> [Work required]:
Write the material out again exactly as it stands.

> [Provided material]:

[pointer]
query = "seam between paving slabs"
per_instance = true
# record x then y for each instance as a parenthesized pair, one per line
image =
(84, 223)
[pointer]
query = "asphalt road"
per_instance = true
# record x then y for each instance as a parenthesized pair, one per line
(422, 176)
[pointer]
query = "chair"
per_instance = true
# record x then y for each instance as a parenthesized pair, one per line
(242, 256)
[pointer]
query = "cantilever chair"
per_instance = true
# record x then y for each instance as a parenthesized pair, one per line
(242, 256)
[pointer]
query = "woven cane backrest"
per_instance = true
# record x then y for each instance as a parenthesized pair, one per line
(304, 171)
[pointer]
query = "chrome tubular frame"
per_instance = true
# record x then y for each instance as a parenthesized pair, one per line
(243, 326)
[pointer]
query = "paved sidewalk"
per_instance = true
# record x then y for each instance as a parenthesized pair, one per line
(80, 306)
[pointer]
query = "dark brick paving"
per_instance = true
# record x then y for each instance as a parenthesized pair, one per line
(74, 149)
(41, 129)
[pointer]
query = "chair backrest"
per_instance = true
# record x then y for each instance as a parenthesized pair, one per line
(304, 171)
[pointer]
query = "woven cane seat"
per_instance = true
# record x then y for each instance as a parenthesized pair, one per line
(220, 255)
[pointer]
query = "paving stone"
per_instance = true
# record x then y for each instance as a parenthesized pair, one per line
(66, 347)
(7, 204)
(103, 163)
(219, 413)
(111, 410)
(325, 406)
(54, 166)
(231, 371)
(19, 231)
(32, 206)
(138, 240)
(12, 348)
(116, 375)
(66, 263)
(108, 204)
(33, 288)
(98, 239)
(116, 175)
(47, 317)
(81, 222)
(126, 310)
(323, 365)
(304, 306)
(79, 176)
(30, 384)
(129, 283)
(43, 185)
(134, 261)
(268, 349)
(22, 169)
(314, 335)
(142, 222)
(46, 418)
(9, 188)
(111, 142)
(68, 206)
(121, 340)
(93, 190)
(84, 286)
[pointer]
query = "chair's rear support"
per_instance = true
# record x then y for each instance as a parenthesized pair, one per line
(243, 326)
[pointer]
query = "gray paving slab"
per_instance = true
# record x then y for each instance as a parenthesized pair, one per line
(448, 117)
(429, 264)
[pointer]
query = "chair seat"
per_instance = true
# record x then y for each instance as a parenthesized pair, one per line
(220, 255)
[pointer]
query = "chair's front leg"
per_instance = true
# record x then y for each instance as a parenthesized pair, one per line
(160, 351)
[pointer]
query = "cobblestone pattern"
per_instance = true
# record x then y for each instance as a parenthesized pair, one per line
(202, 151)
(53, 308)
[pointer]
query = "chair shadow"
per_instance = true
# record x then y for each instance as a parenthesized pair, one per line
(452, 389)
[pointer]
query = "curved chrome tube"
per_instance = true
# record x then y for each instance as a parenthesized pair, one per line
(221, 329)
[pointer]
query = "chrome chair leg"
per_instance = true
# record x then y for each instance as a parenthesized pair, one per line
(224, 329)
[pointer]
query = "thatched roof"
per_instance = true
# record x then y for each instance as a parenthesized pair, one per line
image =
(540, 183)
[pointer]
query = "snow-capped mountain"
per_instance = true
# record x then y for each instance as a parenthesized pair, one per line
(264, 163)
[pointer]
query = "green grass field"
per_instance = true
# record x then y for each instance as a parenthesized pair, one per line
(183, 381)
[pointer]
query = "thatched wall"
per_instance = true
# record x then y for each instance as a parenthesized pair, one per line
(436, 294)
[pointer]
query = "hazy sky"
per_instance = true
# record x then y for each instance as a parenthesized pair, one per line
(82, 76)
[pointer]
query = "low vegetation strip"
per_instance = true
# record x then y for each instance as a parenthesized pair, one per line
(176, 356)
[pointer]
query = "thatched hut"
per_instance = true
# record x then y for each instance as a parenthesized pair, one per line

> [The answer]:
[pointer]
query = "seam between paving slabs"
per_instance = true
# record x then y for each instance as a parenthesized pair, one per line
image =
(84, 223)
[pointer]
query = "asphalt road"
per_instance = true
# record x then y for each instance as a parenthesized pair, one per line
(422, 176)
[pointer]
query = "chair"
per_instance = true
# record x then y for each instance as a parenthesized pair, one per line
(242, 256)
[pointer]
query = "cantilever chair"
per_instance = true
# record x then y for each instance as a parenthesized pair, one per line
(242, 256)
[pointer]
query = "woven cane backrest"
per_instance = true
# record x then y for each instance as a parenthesized pair, one per line
(304, 171)
[pointer]
query = "chrome tubular frame"
per_instance = true
# record x then y for each instance as a parenthesized pair, one per line
(243, 326)
[pointer]
query = "paved sidewalk"
per_instance = true
# record x then y for each instance as a parenthesized pair, one per line
(80, 306)
[pointer]
query = "dark brick paving"
per_instance = true
# record x then y for each instance as a parenthesized pair, one per line
(74, 149)
(41, 129)
[pointer]
query = "chair backrest"
per_instance = true
# record x then y for each instance as a parenthesized pair, one per line
(304, 171)
[pointer]
query = "woven cane seat"
per_instance = true
# record x then y for each instance as a parenthesized pair, one per line
(220, 255)
[pointer]
query = "paving stone"
per_instance = true
# record x then y for each instance as a parenthesized pair, one per line
(66, 347)
(7, 204)
(103, 163)
(219, 413)
(111, 410)
(325, 406)
(54, 166)
(231, 371)
(19, 231)
(32, 206)
(138, 240)
(12, 348)
(116, 375)
(66, 263)
(108, 204)
(33, 288)
(98, 239)
(116, 175)
(47, 317)
(81, 222)
(126, 310)
(323, 365)
(304, 306)
(79, 176)
(30, 384)
(129, 283)
(43, 185)
(134, 261)
(268, 349)
(22, 169)
(314, 335)
(142, 222)
(46, 418)
(9, 188)
(111, 142)
(68, 206)
(121, 340)
(93, 190)
(84, 286)
[pointer]
query = "chair's rear support"
per_instance = true
# record x then y for each instance as a parenthesized pair, one per line
(243, 326)
[pointer]
query = "gray paving slab"
per_instance = true
# record x then y for each instance as a parenthesized pair, one per line
(448, 117)
(429, 264)
[pointer]
query = "chair seat"
per_instance = true
# record x then y for each instance as a parenthesized pair, one per line
(220, 255)
[pointer]
query = "chair's front leg"
per_instance = true
# record x then y for each instance as a parenthesized pair, one per line
(160, 351)
[pointer]
query = "cobblestone pattern"
per_instance = true
# record x then y for each instance as a parenthesized pair, one per line
(202, 151)
(53, 308)
[pointer]
query = "chair shadow"
per_instance = true
# record x then y for each instance as a parenthesized pair, one per line
(452, 389)
[pointer]
query = "curved chrome tube"
per_instance = true
# record x then y for each instance as a parenthesized pair, one per line
(221, 329)
[pointer]
query = "chrome chair leg"
per_instance = true
# record x then y for each instance as a parenthesized pair, one per line
(224, 329)
[pointer]
query = "thatched roof"
per_instance = true
# record x then y for each instance as a parenthesized pair, one per line
image =
(540, 183)
[pointer]
query = "snow-capped mountain"
per_instance = true
# record x then y for each instance as a parenthesized pair, one per line
(264, 163)
[pointer]
query = "green grass field"
per_instance = true
# record x then y for each instance as a parenthesized pair, one per line
(183, 381)
[pointer]
query = "thatched wall"
per_instance = true
# record x then y for each instance as a parenthesized pair, one per line
(436, 294)
[pointer]
query = "hazy sky"
per_instance = true
# record x then y for each instance as a parenthesized pair, one per line
(82, 76)
[pointer]
query = "low vegetation strip"
per_instance = true
# record x then y for each instance as a parenthesized pair, one per line
(176, 356)
[pointer]
query = "thatched hut"
per_instance = true
# record x then y for each instance as a parenthesized pair, one per line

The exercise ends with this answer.